INFORMATION SUPPLIED >>
______________________________

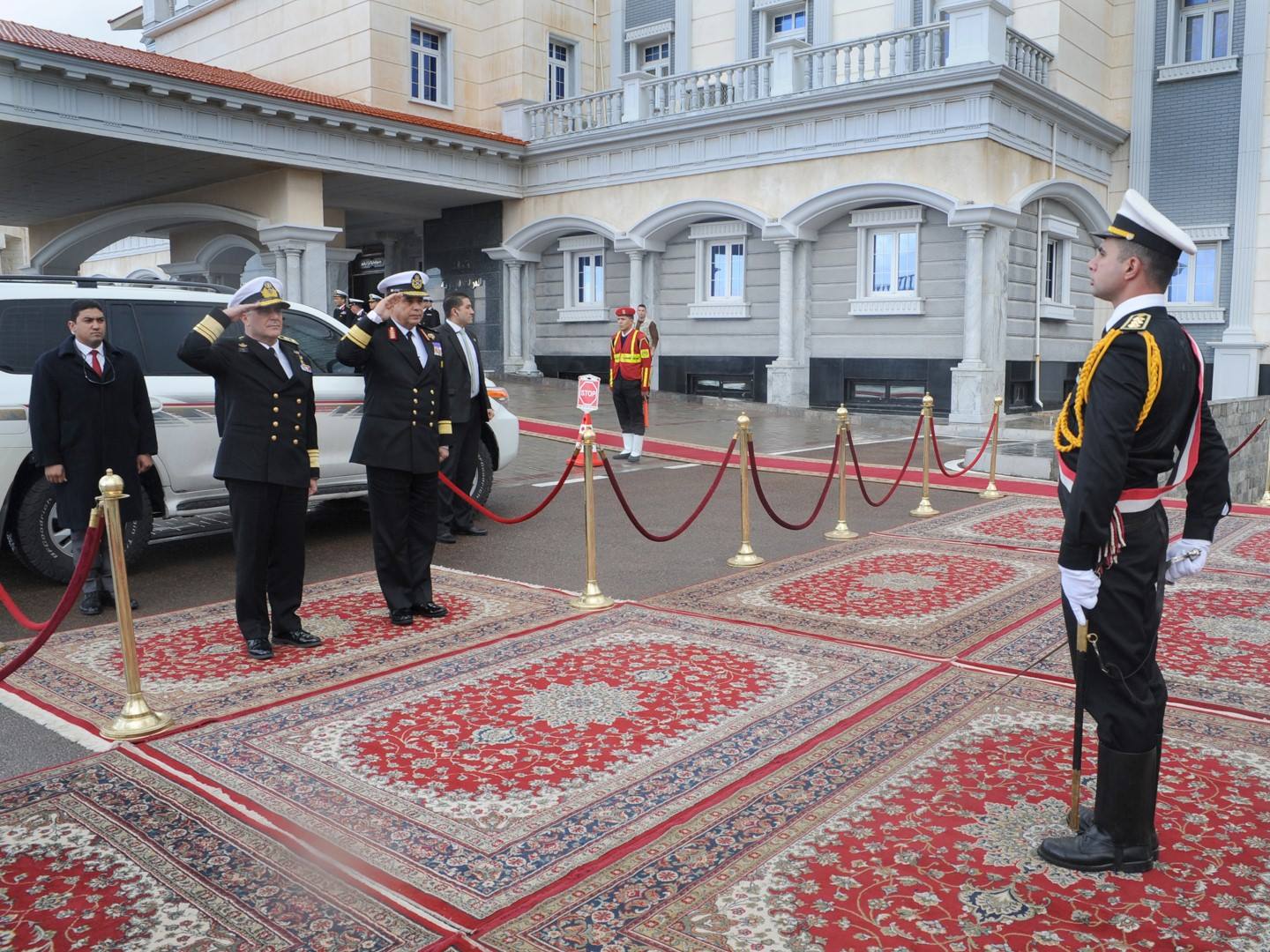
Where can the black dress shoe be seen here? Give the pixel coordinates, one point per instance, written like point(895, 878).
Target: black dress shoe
point(299, 637)
point(108, 599)
point(259, 648)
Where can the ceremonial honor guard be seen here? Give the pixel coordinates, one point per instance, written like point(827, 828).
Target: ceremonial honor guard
point(403, 439)
point(1138, 413)
point(630, 365)
point(268, 457)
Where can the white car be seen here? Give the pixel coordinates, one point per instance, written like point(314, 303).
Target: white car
point(150, 319)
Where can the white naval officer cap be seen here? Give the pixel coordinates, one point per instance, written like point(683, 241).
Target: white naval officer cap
point(409, 283)
point(1139, 221)
point(262, 292)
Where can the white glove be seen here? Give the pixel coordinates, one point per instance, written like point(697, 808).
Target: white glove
point(1184, 566)
point(1081, 588)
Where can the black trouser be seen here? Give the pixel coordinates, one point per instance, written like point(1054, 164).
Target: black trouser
point(1129, 711)
point(404, 532)
point(460, 469)
point(630, 405)
point(268, 524)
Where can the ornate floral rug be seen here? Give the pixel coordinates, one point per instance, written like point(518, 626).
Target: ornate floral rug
point(1015, 522)
point(915, 828)
point(478, 779)
point(935, 598)
point(106, 854)
point(1214, 643)
point(193, 666)
point(1243, 545)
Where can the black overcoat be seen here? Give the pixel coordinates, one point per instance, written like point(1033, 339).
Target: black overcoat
point(406, 418)
point(90, 426)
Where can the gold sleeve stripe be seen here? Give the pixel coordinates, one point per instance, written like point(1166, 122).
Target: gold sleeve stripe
point(210, 328)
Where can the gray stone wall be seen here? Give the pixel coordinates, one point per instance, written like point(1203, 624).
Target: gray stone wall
point(1061, 340)
point(1236, 419)
point(940, 282)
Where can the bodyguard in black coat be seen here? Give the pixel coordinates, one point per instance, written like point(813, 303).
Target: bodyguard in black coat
point(268, 457)
point(403, 439)
point(90, 412)
point(469, 410)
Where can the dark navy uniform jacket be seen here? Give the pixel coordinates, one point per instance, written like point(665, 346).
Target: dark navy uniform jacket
point(406, 418)
point(1116, 457)
point(270, 426)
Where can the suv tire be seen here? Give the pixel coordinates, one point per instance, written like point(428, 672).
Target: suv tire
point(484, 479)
point(43, 546)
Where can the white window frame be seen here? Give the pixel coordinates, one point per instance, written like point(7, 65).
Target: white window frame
point(1061, 233)
point(1192, 311)
point(893, 219)
point(444, 65)
point(1177, 65)
point(572, 310)
point(721, 233)
point(569, 68)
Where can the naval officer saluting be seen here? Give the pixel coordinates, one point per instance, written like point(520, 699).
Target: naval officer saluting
point(268, 457)
point(403, 439)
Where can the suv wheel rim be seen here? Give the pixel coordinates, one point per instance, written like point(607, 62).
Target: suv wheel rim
point(57, 533)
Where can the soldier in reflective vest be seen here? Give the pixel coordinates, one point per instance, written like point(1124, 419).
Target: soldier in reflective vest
point(630, 367)
point(1138, 413)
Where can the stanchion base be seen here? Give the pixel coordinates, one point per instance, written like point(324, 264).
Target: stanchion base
point(136, 721)
point(841, 533)
point(591, 602)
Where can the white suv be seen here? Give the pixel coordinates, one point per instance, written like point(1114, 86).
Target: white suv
point(150, 319)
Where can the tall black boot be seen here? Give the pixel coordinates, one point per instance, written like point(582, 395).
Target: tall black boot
point(1123, 837)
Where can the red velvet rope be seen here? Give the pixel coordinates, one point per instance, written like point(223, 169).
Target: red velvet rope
point(692, 518)
point(855, 460)
point(1249, 438)
point(92, 539)
point(527, 516)
point(819, 504)
point(938, 461)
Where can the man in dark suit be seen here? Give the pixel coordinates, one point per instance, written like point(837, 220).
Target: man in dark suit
point(469, 409)
point(403, 439)
point(268, 457)
point(90, 412)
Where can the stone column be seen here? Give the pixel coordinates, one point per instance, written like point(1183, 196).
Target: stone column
point(787, 376)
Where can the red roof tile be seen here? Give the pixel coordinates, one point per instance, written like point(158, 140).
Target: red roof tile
point(49, 41)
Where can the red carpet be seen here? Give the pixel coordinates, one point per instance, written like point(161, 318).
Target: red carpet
point(1214, 643)
point(915, 828)
point(932, 598)
point(106, 854)
point(193, 666)
point(475, 781)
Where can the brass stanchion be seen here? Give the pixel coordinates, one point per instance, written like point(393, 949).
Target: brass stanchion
point(841, 532)
point(592, 599)
point(925, 507)
point(746, 556)
point(136, 718)
point(990, 490)
point(1265, 496)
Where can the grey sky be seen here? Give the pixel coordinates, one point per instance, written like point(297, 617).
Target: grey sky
point(80, 18)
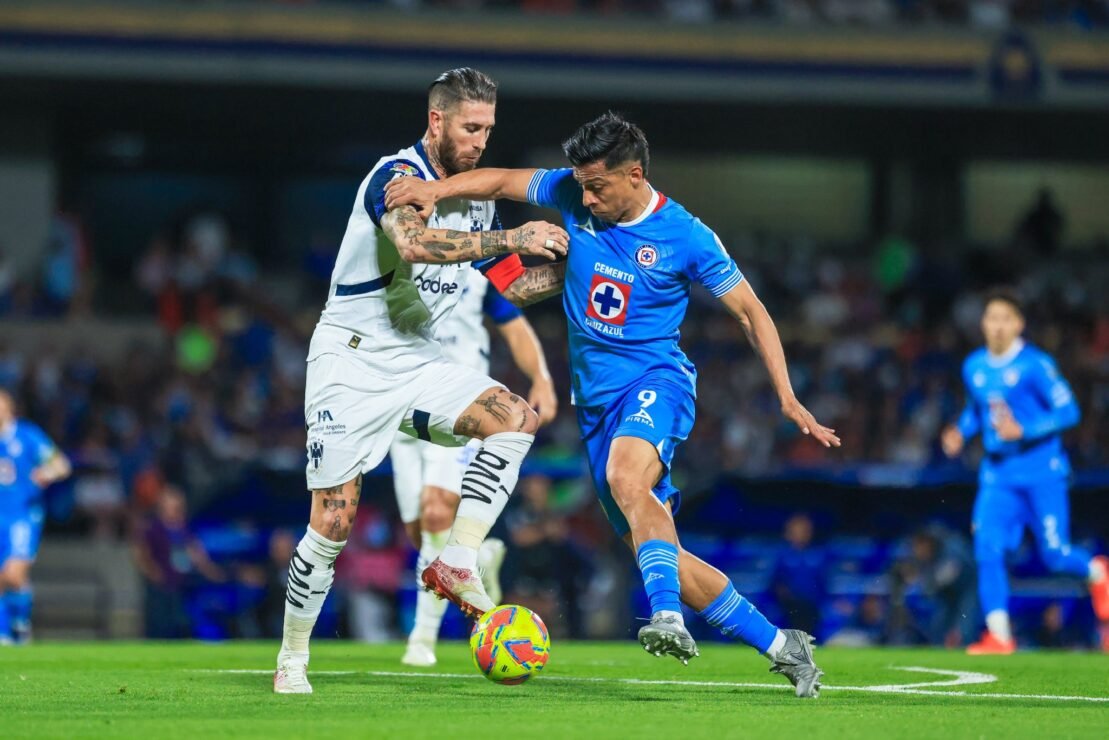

______________________________

GIVEN INSTRUCTION >>
Return every line above that contains the string "window", case-sensitive.

ANSWER FOR THE TASK >>
Where can the white window frame be seen here? Give the pixel coordinates, one point per instance, written like point(7, 65).
Target: white window frame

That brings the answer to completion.